(Lines of data)
— Start —
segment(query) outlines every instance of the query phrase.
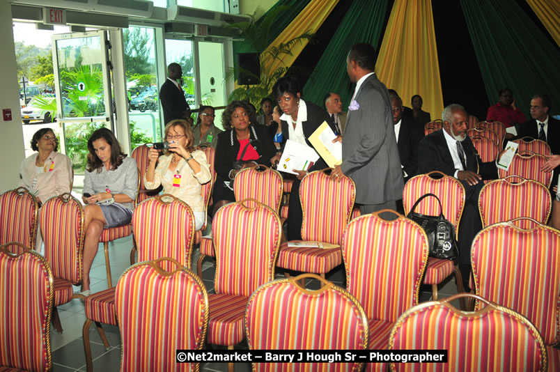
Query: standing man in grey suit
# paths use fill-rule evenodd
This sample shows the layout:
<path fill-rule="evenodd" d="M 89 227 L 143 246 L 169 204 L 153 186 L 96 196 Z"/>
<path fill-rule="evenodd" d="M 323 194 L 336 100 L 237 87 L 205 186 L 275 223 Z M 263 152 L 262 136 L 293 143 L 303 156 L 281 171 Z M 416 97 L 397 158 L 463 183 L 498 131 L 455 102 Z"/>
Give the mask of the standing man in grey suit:
<path fill-rule="evenodd" d="M 389 93 L 373 72 L 377 57 L 366 43 L 353 45 L 348 53 L 346 71 L 356 88 L 343 132 L 342 164 L 331 173 L 354 180 L 362 214 L 396 210 L 404 187 Z"/>

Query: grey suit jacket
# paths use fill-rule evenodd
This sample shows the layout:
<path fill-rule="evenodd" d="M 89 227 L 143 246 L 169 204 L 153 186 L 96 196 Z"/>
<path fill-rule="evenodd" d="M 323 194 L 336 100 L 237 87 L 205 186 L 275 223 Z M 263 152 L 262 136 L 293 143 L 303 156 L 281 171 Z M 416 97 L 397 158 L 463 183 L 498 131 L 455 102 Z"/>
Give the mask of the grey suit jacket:
<path fill-rule="evenodd" d="M 403 171 L 389 92 L 375 74 L 354 98 L 342 140 L 342 171 L 356 184 L 356 203 L 381 204 L 403 198 Z"/>

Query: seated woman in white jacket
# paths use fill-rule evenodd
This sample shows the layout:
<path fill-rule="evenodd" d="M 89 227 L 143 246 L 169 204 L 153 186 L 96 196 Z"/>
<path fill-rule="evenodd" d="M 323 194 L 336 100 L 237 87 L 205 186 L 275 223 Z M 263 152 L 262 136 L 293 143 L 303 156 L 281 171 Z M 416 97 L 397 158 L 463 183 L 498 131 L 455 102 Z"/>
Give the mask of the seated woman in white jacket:
<path fill-rule="evenodd" d="M 165 139 L 169 143 L 169 149 L 164 155 L 160 157 L 160 150 L 150 149 L 144 186 L 153 189 L 162 185 L 164 194 L 171 194 L 188 204 L 194 215 L 194 229 L 200 230 L 206 215 L 202 185 L 210 182 L 212 177 L 206 155 L 194 150 L 192 130 L 185 120 L 167 123 Z"/>

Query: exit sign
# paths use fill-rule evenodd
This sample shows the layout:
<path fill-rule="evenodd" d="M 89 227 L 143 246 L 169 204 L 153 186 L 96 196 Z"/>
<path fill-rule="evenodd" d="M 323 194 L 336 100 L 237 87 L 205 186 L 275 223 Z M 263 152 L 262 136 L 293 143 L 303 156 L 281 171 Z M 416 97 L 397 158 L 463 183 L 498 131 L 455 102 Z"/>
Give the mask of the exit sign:
<path fill-rule="evenodd" d="M 43 8 L 42 22 L 45 24 L 66 24 L 66 10 Z"/>

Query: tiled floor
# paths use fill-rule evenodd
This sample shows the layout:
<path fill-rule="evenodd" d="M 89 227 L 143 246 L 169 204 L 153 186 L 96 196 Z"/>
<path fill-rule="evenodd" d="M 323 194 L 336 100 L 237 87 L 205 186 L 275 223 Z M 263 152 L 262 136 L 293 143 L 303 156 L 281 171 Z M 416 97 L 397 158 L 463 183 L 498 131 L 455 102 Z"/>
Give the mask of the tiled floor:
— End —
Reproduce verbatim the records from the line containing "Query: tiled floor" through the end of the records.

[The result]
Query: tiled floor
# paths use fill-rule evenodd
This sample shows the layout:
<path fill-rule="evenodd" d="M 89 227 L 143 246 L 169 204 L 153 186 L 96 196 Z"/>
<path fill-rule="evenodd" d="M 323 194 L 336 100 L 237 87 L 205 186 L 275 223 Z M 263 152 L 262 136 L 293 143 L 303 156 L 281 171 Z M 416 97 L 397 158 L 463 183 L 498 131 L 455 102 Z"/>
Give the mask of the tiled floor:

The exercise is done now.